__TEXT SEGMENT__.
What Working at Huntsman Cancer Institute Means to Me
I have been lucky to have the support of Huntsman Cancer Institute from the very beginning of my career as a tenure-track assistant professor. Coming to a new place with its own culture and not knowing people can be intimidating, on top of all the anxieties of starting a research lab from scratch. However, the community here and the University of Utah is structured in a way that allows newcomers to integrate into the culture, seamlessly and quickly. The people are collaborative and receptive to new ideas—not only researchers like myself, but also oncologists and physicians. Everyone is focused on doing the best they can for our cancer patients. And that passion extends to supporting innovative and impactful research and researchers. I am thrilled to be a part of this community.
How Cancer Is Personal to Me
Like many others, I have lost loved ones to cancer. I recently lost close friends and have seen their families fall apart from grief. It can really get to you, especially as a cancer researcher. At the same time, it is why we must continue. I believe that we are not fighting a losing battle, and I am confident that one day, we will win.
Advancing Cancer Care Through Imaging
I am fascinated by all things imaging. The ability to observe molecular events in a living being and transform that knowledge into actionable markers to guide cancer care is quite exciting. We are currently focused on developing a safe and noninvasive method called photoacoustic imaging, that combines light and sound to peer deep inside the body without unnecessary biopsies or toxic agents. We are using this to track how specific features of cancer change as the disease progresses and the differences between benign and malignant lesions. We can also track how these features change in response to therapies and whether it could help us identify tumors that respond to treatment and those that do not. This can have a powerful impact on cancer care.
Because the imaging technology is so safe, we are especially interested in implementing it in two areas:
- Breast cancer—we can follow the molecular changes in a lesion and catch it early if it turns aggressive.
- Childhood cancer—we can determine whether patients are responding to therapy early on without exposing them to excessive radiological imaging.

__SOURCE DATA__.
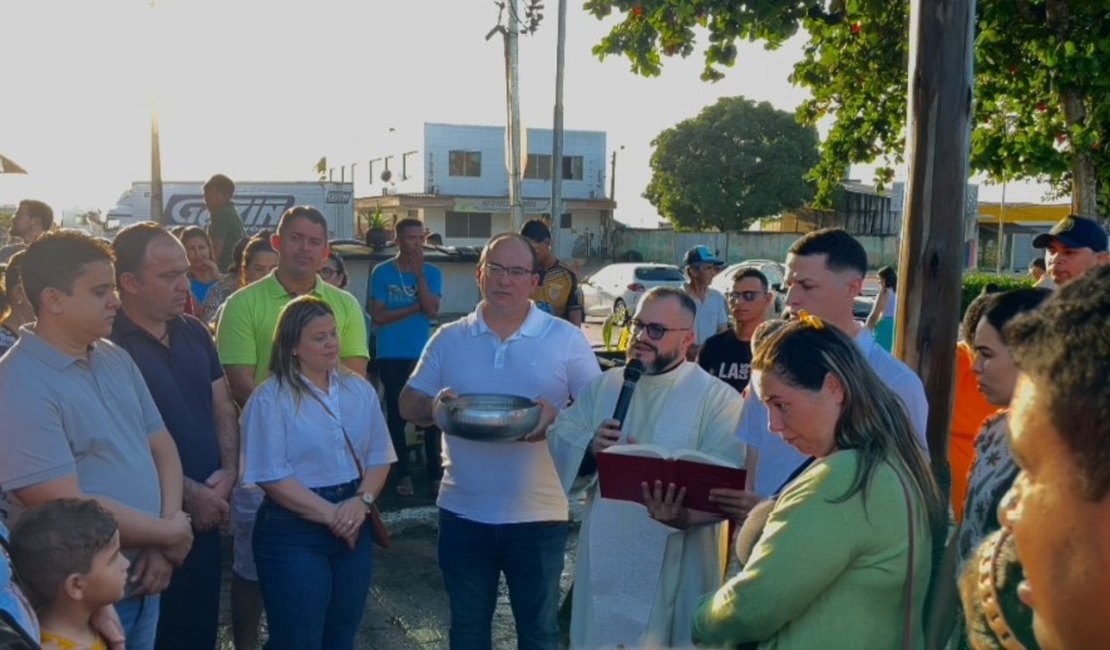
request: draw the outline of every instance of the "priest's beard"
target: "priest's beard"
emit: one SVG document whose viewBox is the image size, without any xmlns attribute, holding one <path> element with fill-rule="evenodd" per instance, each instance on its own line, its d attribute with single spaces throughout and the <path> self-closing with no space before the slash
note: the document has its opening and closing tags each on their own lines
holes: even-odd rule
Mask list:
<svg viewBox="0 0 1110 650">
<path fill-rule="evenodd" d="M 648 375 L 662 375 L 663 373 L 669 370 L 673 366 L 678 365 L 677 362 L 679 360 L 679 358 L 686 358 L 686 354 L 679 353 L 678 351 L 668 355 L 668 354 L 663 354 L 662 352 L 659 352 L 658 347 L 649 343 L 639 343 L 637 345 L 649 347 L 652 352 L 655 353 L 655 360 L 653 360 L 649 364 L 644 364 L 644 372 L 647 373 Z M 629 348 L 628 352 L 632 353 L 632 348 Z M 627 358 L 630 360 L 636 357 L 629 354 Z"/>
</svg>

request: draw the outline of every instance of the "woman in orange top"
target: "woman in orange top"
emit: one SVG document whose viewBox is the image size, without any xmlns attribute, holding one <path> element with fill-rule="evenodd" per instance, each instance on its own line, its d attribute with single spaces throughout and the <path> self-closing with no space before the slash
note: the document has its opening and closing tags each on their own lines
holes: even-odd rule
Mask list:
<svg viewBox="0 0 1110 650">
<path fill-rule="evenodd" d="M 975 336 L 975 325 L 987 306 L 988 293 L 978 296 L 968 306 L 956 344 L 956 402 L 952 406 L 952 425 L 948 436 L 948 464 L 952 468 L 952 512 L 956 521 L 963 519 L 963 502 L 968 494 L 968 474 L 975 459 L 975 439 L 982 420 L 998 410 L 979 392 L 978 378 L 971 372 L 975 353 L 968 344 Z M 970 327 L 970 331 L 969 331 Z"/>
</svg>

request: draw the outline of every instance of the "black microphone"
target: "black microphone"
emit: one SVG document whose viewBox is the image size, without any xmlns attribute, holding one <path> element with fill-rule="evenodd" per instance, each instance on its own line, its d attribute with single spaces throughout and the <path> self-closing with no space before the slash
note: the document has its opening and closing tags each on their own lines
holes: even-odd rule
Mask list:
<svg viewBox="0 0 1110 650">
<path fill-rule="evenodd" d="M 632 359 L 625 366 L 624 382 L 620 384 L 620 395 L 617 396 L 617 406 L 613 409 L 613 419 L 617 420 L 617 426 L 624 426 L 624 418 L 628 415 L 628 404 L 632 402 L 632 392 L 636 389 L 636 382 L 644 375 L 644 362 Z M 593 447 L 586 450 L 578 466 L 578 476 L 591 476 L 597 471 L 597 459 L 594 457 Z"/>
<path fill-rule="evenodd" d="M 632 403 L 632 392 L 636 389 L 636 382 L 639 382 L 643 374 L 644 362 L 639 359 L 632 359 L 625 366 L 624 383 L 620 384 L 617 407 L 613 409 L 613 419 L 617 420 L 617 426 L 624 426 L 624 418 L 628 415 L 628 404 Z"/>
</svg>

__TASK DETAILS__. Carry on the piece about imaging research at Huntsman Cancer Institute, starting right after its last sentence.

__ANSWER FOR THIS EXERCISE__.
We hope this will save cancer patients from unnecessary, and often toxic, therapies that do not work. Particularly in children, many treatment-related side effects can last a lifetime and severely impact their quality of life, even when the cancer is cured.
Why Donations to Cancer Research Are Important
Funding for research is incredibly important, both from federal and private sources. It allows us to take risks to develop innovative technologies and make discoveries that can be infused back into our communities in the form of new treatments and diagnostics.
Funding from private donations and foundations has been a financial and psychological blessing for our budding young lab. Federal funding typically takes time. It’s important to receive early encouragement to pursue the science we love. It also allows us to pursue high-risk, high-reward projects, like developing safe pediatric imaging technology. I was lucky to find generous funding through private foundations, like 5 for The Fight, within the first year of starting my independent lab. It has energized and encouraged my lab members. I am very grateful for that.
What Inspires Me
We have made so much consistent progress in cancer care, yet there is so much more to do. Meeting people who have faced this disease in my personal and professional life, has been incredibly humbling and inspiring at the same time. It amazes me, that despite going through a very difficult process, patients are hopeful for the future and have faith in the work we do. It drives home the point that all research, whether fundamental or translational, has real-life implications.